─── Available records ───

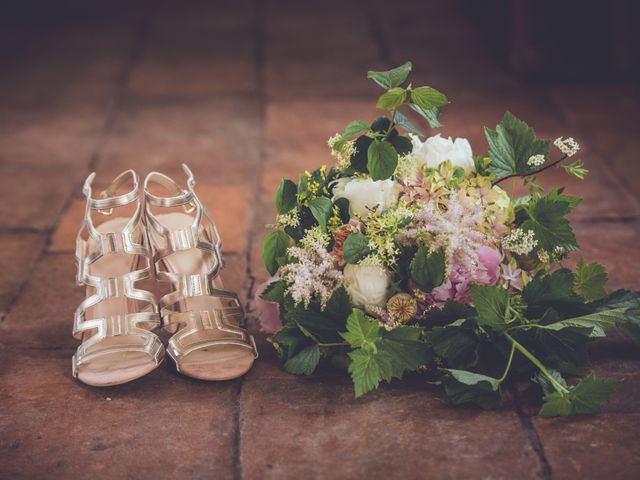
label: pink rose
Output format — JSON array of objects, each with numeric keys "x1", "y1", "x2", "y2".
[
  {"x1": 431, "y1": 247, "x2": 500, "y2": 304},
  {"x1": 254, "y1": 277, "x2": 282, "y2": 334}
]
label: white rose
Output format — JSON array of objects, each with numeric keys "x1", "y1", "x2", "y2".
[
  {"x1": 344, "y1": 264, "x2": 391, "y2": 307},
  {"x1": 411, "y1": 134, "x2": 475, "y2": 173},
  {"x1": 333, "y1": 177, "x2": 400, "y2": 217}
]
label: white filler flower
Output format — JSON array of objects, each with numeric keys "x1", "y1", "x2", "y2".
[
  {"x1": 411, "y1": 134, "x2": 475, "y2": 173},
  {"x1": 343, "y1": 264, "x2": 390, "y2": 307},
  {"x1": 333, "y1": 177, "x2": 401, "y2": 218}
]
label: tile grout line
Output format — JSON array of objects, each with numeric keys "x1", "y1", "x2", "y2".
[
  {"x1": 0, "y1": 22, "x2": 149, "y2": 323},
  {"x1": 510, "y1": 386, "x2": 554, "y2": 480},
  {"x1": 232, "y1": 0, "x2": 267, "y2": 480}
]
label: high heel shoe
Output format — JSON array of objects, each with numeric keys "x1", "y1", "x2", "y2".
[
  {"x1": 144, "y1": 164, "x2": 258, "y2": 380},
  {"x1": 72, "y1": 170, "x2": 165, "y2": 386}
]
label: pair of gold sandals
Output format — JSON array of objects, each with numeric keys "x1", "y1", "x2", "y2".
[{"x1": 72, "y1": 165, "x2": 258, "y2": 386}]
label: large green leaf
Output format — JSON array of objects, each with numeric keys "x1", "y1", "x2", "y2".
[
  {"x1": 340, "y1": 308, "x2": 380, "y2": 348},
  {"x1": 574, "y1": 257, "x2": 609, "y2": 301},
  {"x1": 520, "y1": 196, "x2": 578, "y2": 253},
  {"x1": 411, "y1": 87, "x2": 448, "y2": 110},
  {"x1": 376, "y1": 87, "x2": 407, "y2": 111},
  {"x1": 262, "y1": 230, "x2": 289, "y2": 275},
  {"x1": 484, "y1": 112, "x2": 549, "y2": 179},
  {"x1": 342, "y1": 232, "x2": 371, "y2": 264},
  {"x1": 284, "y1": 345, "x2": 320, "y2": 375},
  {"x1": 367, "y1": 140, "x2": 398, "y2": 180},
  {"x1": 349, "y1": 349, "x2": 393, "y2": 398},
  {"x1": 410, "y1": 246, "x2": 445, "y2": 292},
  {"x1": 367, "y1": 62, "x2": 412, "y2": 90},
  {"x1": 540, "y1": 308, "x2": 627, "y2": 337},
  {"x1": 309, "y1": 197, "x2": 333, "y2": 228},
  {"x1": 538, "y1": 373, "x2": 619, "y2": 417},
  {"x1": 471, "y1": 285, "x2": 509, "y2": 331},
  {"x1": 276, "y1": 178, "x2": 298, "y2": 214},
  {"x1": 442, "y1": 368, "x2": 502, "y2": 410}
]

───

→ **Brief**
Convert every line of the data above into a numbered list, skipping blank lines and leaving out the pictures.

→ **Solution for this task**
1. label: pink rose
2. Output format — JSON array of objects, each with numeric keys "x1", "y1", "x2", "y2".
3. [
4.   {"x1": 431, "y1": 247, "x2": 500, "y2": 304},
5.   {"x1": 254, "y1": 277, "x2": 282, "y2": 334}
6. ]
7. label: white rose
8. Output format — JSON array of objects, each with numeric keys "x1", "y1", "x2", "y2".
9. [
10.   {"x1": 344, "y1": 264, "x2": 391, "y2": 307},
11.   {"x1": 411, "y1": 134, "x2": 475, "y2": 173},
12.   {"x1": 333, "y1": 177, "x2": 400, "y2": 217}
13. ]
14. label: white filler flower
15. Output format — JSON array of objects, each with numeric keys "x1", "y1", "x2", "y2".
16. [
17.   {"x1": 411, "y1": 134, "x2": 475, "y2": 173},
18.   {"x1": 343, "y1": 264, "x2": 390, "y2": 307},
19.   {"x1": 333, "y1": 177, "x2": 401, "y2": 218}
20. ]
21. label: tile grout line
22. Output format — JSON array of objects, each with numeric keys "x1", "y1", "x2", "y2".
23. [
24.   {"x1": 0, "y1": 22, "x2": 149, "y2": 323},
25.   {"x1": 510, "y1": 386, "x2": 554, "y2": 480},
26.   {"x1": 232, "y1": 0, "x2": 267, "y2": 480}
27. ]
28. label: high heel shoe
29. Output format — JSON array of objects, each with numeric keys "x1", "y1", "x2", "y2".
30. [
31.   {"x1": 144, "y1": 164, "x2": 258, "y2": 380},
32.   {"x1": 72, "y1": 170, "x2": 165, "y2": 386}
33. ]
34. label: pair of gold sandals
35. Output format — JSON array of objects, each with numeric keys "x1", "y1", "x2", "y2".
36. [{"x1": 72, "y1": 165, "x2": 258, "y2": 386}]
37. label: large green leaf
38. Output format — JSON array of objects, each with numeric keys "x1", "y1", "x2", "y2".
39. [
40.   {"x1": 340, "y1": 308, "x2": 380, "y2": 348},
41.   {"x1": 574, "y1": 257, "x2": 609, "y2": 301},
42.   {"x1": 520, "y1": 196, "x2": 578, "y2": 253},
43.   {"x1": 411, "y1": 87, "x2": 448, "y2": 110},
44.   {"x1": 376, "y1": 87, "x2": 407, "y2": 111},
45.   {"x1": 262, "y1": 230, "x2": 289, "y2": 275},
46.   {"x1": 484, "y1": 112, "x2": 549, "y2": 179},
47.   {"x1": 342, "y1": 232, "x2": 371, "y2": 264},
48.   {"x1": 284, "y1": 345, "x2": 320, "y2": 375},
49.   {"x1": 367, "y1": 140, "x2": 398, "y2": 180},
50.   {"x1": 349, "y1": 349, "x2": 393, "y2": 398},
51.   {"x1": 410, "y1": 246, "x2": 445, "y2": 292},
52.   {"x1": 367, "y1": 62, "x2": 412, "y2": 90},
53.   {"x1": 540, "y1": 308, "x2": 627, "y2": 337},
54.   {"x1": 309, "y1": 197, "x2": 333, "y2": 228},
55.   {"x1": 538, "y1": 373, "x2": 619, "y2": 417},
56.   {"x1": 471, "y1": 285, "x2": 509, "y2": 331},
57.   {"x1": 276, "y1": 178, "x2": 298, "y2": 214},
58.   {"x1": 442, "y1": 368, "x2": 502, "y2": 410}
59. ]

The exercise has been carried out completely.